**What to produce**:
The stretch from the line with "The function MUST return, for every instance of the blue" through the line with "The function MUST return, for every instance of the dark" in the records below: write it out exactly, and nothing else.
*** Opening of Exercise data ***
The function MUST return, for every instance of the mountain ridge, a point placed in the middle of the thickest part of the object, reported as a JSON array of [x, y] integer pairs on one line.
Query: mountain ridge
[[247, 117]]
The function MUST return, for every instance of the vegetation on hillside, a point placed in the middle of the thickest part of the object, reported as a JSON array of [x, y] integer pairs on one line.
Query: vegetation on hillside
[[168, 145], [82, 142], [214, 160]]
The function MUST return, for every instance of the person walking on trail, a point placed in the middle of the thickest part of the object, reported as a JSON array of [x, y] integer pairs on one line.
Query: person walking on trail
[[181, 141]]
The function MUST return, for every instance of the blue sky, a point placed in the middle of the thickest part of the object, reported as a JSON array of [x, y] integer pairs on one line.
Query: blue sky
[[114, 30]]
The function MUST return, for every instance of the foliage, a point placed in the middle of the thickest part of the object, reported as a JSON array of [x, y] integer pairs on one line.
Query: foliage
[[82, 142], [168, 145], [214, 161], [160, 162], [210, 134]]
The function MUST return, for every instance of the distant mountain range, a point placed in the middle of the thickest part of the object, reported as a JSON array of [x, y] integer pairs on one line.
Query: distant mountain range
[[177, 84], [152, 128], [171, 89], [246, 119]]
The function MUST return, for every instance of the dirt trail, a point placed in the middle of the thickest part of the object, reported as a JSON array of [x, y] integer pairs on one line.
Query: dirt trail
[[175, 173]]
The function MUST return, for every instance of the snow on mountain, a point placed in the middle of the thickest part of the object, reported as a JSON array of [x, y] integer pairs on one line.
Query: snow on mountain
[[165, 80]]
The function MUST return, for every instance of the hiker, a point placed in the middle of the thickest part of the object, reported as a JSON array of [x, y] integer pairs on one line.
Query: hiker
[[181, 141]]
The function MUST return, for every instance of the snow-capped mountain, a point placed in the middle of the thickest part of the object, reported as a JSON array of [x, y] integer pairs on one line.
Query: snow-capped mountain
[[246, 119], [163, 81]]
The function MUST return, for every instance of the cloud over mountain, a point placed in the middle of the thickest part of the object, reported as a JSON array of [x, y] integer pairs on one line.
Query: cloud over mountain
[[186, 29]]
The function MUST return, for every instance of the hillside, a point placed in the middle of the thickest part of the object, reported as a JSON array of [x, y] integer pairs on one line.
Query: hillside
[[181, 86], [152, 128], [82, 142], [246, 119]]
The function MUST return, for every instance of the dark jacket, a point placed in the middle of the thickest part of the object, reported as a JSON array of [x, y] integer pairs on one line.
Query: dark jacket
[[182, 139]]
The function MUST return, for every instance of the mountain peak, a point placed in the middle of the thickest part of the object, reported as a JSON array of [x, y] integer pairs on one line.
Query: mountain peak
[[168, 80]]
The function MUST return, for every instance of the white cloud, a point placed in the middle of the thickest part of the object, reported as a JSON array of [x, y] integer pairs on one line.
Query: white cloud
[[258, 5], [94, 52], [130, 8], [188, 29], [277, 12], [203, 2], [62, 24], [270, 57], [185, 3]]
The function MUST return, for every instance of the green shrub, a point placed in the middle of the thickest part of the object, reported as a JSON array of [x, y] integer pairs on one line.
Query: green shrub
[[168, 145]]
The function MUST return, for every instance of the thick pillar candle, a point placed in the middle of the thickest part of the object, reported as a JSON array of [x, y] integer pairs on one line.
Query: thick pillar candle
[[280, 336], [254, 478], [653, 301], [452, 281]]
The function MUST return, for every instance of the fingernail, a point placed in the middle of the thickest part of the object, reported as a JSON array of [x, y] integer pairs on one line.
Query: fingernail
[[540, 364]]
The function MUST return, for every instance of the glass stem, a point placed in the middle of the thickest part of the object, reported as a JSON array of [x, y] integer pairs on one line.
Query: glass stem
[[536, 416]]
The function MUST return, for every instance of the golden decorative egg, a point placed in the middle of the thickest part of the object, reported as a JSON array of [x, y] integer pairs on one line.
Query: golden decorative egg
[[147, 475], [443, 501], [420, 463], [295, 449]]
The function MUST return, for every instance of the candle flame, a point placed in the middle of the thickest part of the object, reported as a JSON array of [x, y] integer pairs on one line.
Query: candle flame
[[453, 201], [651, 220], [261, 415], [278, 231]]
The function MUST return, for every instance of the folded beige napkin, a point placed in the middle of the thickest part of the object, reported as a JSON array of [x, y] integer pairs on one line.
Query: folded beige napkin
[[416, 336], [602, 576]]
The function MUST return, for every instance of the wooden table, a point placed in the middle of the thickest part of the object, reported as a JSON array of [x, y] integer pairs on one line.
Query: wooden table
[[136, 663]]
*** Close of Exercise data ***
**Written response**:
The function MUST return, for every instance of the blue sky, a point placed in the middle of the thickest part of the object, reported as a JSON array of [x, y] integer pairs on one line.
Query: blue sky
[[114, 30]]
The function MUST return, for every instance of the foliage, a point placed in the middle of the thickest part of the object, reported as a JSON array of [x, y] integer pairs on one line.
Query: foliage
[[82, 142], [168, 145], [214, 161], [160, 162], [210, 134]]
The function MUST return, for every instance of the distant mountain range, a point placed in the middle of the thickest part of the object, reported as a JSON array of [x, y] integer pairs on one line.
Query: distant mountain range
[[177, 84], [152, 128], [171, 89], [246, 119]]
The function MUST return, for every instance of the dirt trail, a point placed in the middle of the thickest part of the object, reported as a JSON array of [x, y] integer pairs on one line.
Query: dirt trail
[[175, 173]]
The function MUST return, for every instance of the snow on mountain, a point placed in the middle of the thickest part of the object, reported as a JSON array of [x, y] integer pairs on one line.
Query: snow on mountain
[[165, 80]]
The function MUST return, for every instance of the hiker, a point placed in the middle of the thickest part of the object, reported as a JSON array of [x, y] integer pairs on one line.
Query: hiker
[[181, 141]]
The function MUST return, for every instance of the snow-capped mountain, a point placed in the middle of the thickest part of the object, reported as a JSON array of [x, y] integer pairs on one line.
Query: snow-capped mountain
[[246, 119], [163, 81]]
The function MUST return, for every instance of the cloud over mountain, a point placed in the middle of the thickest part of the object, reported as a JSON array of [x, y] integer pairs on one line.
Query: cloud over mountain
[[186, 29]]
The function MUST return, for every instance of the hillside, a point placed in the middle of the thickest part of the object, reported as a JSON array of [x, y] integer pairs on one line.
Query: hillside
[[181, 86], [152, 128], [82, 142], [246, 119]]
The function MUST return, for every instance of the dark jacket, a point placed in the middle of the thickest part of the object, reported as a JSON array of [x, y] integer pairs on one line.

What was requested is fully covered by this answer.